### TASK TO COMPLETE
Starting at the first line of the data, print every line up to and including the one with "hiya, need a point for each instance of the grey", but no pictures.

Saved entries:
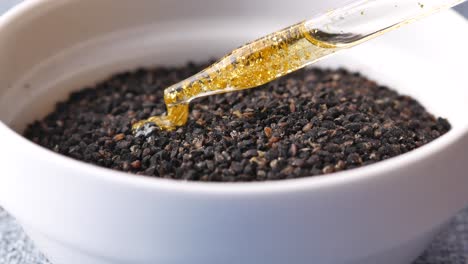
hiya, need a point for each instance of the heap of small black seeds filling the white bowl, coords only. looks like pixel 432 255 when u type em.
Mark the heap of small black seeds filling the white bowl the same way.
pixel 311 122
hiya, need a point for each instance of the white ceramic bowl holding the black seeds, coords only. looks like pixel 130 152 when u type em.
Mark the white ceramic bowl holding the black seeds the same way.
pixel 80 213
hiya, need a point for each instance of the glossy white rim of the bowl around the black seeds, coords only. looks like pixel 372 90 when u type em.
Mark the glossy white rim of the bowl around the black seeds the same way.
pixel 97 173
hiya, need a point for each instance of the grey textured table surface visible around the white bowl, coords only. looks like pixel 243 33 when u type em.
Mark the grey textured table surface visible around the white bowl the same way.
pixel 451 247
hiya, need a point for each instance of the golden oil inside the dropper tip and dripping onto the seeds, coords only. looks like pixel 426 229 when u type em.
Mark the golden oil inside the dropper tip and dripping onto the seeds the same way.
pixel 249 66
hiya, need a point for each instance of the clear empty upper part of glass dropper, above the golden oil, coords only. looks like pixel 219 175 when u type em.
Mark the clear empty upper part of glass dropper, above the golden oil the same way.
pixel 366 19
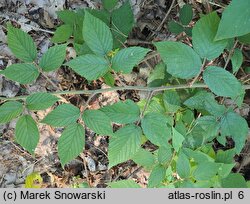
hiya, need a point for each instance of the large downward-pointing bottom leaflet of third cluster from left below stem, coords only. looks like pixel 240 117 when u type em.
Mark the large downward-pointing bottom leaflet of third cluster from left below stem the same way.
pixel 124 144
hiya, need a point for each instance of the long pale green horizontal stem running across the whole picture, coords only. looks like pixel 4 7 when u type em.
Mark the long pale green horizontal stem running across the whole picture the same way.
pixel 120 88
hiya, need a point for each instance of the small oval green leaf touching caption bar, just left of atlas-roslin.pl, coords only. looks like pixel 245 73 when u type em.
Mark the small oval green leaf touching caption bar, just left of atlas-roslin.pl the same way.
pixel 156 176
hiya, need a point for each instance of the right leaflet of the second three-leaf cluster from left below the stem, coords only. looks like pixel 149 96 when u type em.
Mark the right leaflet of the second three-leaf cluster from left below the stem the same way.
pixel 98 121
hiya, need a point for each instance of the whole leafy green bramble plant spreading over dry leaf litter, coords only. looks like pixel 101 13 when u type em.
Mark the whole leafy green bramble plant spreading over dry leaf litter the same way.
pixel 182 119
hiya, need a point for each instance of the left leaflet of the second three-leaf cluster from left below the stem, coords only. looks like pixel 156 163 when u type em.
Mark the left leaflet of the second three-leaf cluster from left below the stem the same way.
pixel 63 115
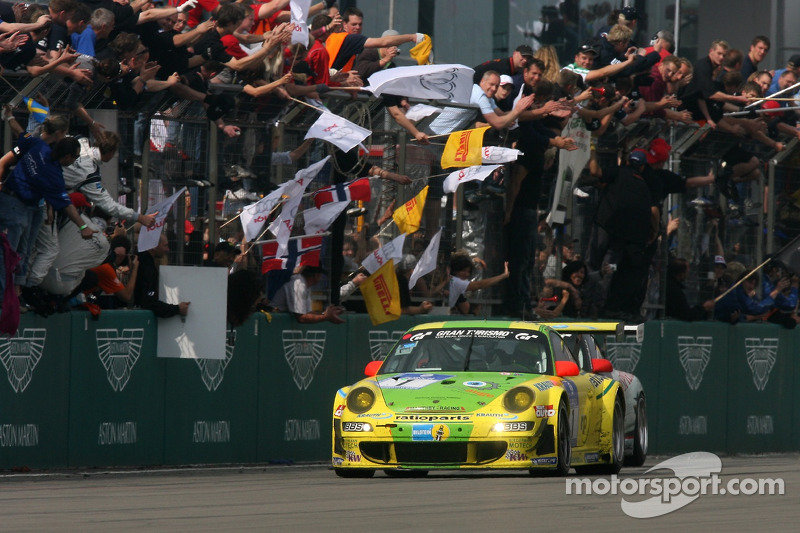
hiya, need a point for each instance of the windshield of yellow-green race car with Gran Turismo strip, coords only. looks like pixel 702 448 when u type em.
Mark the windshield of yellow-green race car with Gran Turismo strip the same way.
pixel 474 349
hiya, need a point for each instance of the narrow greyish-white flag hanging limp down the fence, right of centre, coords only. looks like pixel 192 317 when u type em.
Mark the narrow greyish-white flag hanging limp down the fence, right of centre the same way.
pixel 570 165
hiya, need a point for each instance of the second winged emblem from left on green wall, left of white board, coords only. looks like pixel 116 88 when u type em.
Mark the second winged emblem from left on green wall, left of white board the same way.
pixel 118 353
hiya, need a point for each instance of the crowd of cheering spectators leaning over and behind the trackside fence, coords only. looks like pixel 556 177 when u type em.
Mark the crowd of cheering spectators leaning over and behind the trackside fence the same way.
pixel 181 50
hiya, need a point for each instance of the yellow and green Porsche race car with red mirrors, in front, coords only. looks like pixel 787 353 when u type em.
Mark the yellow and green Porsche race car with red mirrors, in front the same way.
pixel 476 395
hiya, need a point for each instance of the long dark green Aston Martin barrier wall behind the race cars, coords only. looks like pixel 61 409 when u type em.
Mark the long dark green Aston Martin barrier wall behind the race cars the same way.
pixel 82 392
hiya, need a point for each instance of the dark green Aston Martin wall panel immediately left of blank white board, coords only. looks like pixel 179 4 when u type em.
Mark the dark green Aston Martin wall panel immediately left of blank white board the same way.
pixel 116 390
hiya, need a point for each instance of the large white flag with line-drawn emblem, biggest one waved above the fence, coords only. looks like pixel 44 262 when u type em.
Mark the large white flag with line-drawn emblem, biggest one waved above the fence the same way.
pixel 434 82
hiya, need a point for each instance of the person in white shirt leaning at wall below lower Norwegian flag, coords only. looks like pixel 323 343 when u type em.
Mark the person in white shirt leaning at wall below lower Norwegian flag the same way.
pixel 294 297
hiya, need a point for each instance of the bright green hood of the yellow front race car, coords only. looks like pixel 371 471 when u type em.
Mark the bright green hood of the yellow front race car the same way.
pixel 447 392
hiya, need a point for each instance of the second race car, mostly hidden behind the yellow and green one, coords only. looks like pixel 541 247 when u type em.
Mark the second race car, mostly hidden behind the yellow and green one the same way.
pixel 583 345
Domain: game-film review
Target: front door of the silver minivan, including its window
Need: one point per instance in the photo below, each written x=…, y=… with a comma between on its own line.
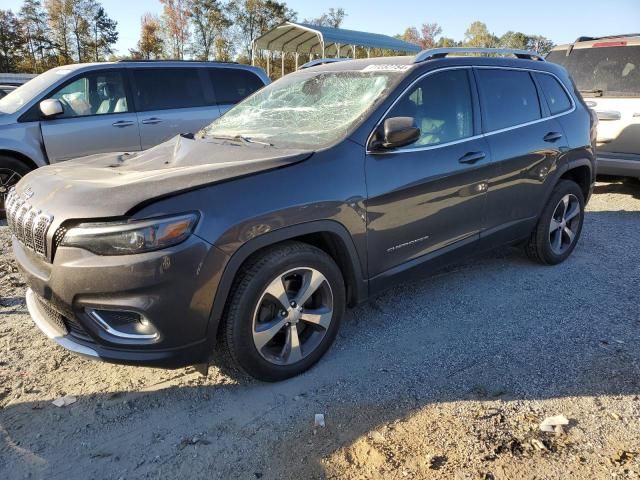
x=98, y=117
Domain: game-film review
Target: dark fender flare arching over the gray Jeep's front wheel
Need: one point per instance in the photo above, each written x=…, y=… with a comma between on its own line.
x=360, y=284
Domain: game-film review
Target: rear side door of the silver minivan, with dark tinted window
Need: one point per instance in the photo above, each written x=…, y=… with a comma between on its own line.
x=170, y=101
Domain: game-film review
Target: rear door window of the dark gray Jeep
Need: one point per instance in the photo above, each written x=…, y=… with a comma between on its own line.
x=509, y=98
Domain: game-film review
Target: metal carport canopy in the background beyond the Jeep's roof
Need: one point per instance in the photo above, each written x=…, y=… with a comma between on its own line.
x=304, y=38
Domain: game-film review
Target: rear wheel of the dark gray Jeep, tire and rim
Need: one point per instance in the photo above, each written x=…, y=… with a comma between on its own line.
x=559, y=226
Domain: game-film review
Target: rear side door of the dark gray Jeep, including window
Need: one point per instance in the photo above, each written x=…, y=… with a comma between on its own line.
x=525, y=141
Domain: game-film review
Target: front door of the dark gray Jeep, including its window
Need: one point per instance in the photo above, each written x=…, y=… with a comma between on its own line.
x=429, y=195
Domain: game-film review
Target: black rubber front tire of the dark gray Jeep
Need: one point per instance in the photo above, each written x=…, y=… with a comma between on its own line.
x=238, y=327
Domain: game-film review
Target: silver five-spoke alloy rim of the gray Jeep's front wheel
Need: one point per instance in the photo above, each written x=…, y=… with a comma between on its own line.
x=292, y=316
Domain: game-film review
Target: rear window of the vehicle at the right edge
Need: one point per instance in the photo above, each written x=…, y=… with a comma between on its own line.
x=603, y=70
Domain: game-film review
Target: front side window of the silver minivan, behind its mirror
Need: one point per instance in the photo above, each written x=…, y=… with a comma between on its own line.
x=95, y=94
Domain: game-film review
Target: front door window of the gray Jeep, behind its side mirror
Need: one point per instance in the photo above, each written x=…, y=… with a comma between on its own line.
x=442, y=105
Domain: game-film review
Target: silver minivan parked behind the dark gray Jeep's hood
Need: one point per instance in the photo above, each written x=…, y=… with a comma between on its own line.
x=77, y=110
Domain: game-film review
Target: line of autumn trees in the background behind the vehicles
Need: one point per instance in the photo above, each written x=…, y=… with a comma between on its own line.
x=48, y=33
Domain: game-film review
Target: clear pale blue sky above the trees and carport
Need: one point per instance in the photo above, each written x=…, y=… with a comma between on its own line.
x=560, y=20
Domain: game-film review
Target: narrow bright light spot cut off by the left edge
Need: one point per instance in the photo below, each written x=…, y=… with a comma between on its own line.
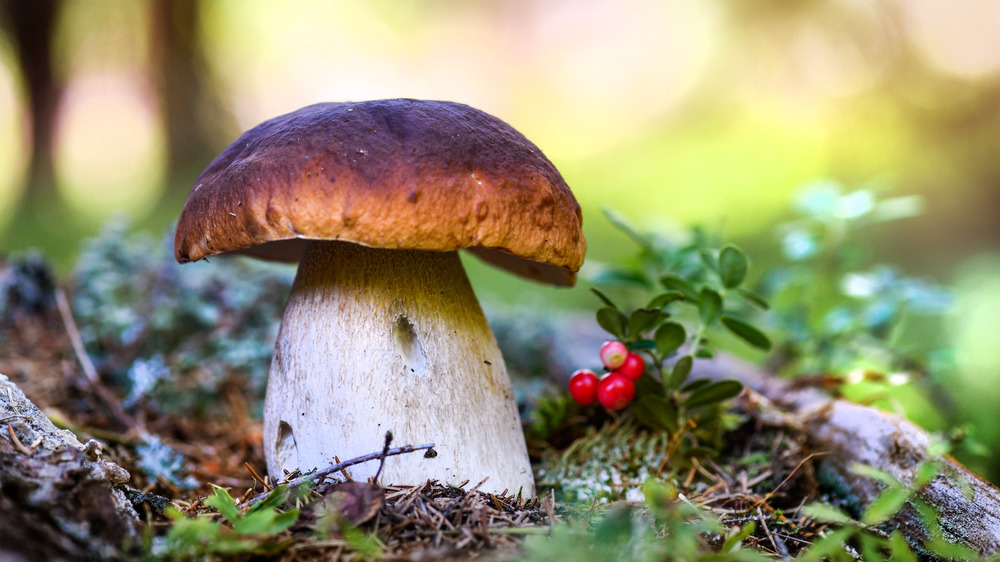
x=13, y=140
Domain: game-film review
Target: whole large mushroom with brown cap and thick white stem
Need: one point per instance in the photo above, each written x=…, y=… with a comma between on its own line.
x=382, y=330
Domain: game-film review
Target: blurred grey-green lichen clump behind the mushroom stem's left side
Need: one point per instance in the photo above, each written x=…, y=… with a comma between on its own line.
x=172, y=334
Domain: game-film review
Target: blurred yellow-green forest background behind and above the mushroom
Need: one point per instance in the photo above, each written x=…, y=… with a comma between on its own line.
x=673, y=112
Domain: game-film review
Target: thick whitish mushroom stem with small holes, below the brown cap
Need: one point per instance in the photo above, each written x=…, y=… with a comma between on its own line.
x=375, y=340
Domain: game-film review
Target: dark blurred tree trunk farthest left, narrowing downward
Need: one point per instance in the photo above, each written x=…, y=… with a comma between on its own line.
x=31, y=25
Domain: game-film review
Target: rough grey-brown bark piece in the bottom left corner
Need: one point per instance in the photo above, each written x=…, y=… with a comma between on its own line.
x=58, y=497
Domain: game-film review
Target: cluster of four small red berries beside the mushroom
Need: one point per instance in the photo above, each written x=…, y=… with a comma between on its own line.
x=616, y=389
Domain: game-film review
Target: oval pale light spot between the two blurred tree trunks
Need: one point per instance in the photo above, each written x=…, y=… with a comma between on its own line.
x=109, y=150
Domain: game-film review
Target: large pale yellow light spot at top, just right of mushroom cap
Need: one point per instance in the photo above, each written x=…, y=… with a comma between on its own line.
x=601, y=72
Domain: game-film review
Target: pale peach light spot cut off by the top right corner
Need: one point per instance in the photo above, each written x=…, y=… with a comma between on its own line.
x=960, y=36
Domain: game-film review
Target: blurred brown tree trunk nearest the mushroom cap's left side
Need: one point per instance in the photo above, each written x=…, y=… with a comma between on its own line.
x=192, y=111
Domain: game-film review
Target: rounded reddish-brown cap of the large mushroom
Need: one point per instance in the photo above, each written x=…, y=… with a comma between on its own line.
x=400, y=174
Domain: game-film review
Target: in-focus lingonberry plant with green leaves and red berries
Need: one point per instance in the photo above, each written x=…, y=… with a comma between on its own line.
x=663, y=339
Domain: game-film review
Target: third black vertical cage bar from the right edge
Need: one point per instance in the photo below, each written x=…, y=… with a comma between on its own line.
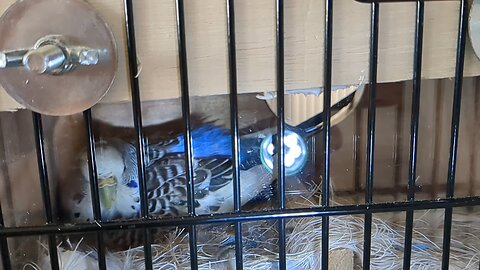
x=371, y=132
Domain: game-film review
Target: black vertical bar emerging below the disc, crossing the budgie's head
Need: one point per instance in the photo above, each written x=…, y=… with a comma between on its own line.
x=92, y=171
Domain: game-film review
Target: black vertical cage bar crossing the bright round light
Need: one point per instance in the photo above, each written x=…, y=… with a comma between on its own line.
x=280, y=67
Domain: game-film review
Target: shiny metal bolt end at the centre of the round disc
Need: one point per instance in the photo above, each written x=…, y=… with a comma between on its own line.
x=45, y=59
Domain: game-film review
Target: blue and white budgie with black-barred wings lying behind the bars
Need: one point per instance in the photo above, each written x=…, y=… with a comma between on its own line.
x=165, y=177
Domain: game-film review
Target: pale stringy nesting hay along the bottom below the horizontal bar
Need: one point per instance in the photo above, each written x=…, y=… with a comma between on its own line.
x=216, y=244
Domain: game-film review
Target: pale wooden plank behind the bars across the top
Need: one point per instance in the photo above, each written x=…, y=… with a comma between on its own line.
x=304, y=22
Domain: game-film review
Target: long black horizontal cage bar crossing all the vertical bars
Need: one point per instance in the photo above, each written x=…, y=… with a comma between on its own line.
x=361, y=209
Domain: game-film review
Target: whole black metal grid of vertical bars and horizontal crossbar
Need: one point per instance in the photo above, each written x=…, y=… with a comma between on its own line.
x=281, y=213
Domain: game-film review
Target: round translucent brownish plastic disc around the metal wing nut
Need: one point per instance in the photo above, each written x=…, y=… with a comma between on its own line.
x=27, y=21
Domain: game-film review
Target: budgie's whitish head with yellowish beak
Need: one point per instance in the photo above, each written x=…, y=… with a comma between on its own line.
x=110, y=167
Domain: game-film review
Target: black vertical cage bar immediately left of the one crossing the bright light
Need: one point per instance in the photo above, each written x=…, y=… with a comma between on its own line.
x=232, y=62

### REPLY
hiya, need a point for each instance of the heap of small black seeds filling the white bowl, coords only. looks like pixel 432 255 when u type em.
Mark the heap of small black seeds filling the white bowl the same way.
pixel 311 122
hiya, need a point for each instance of the white ceramic bowl holding the black seeds, coords only. looks like pixel 130 152 when u type em.
Mark the white ceramic bowl holding the black seeds the same way.
pixel 80 213
hiya, need a point for each instance of the glossy white rim of the bowl around the black seeds, coords only. looks like pixel 372 90 when u type em.
Mark the glossy white rim of the bowl around the black seeds the same way.
pixel 97 173
hiya, need a point for each instance of the grey textured table surface visible around the white bowl, coords only. looks like pixel 243 33 when u type em.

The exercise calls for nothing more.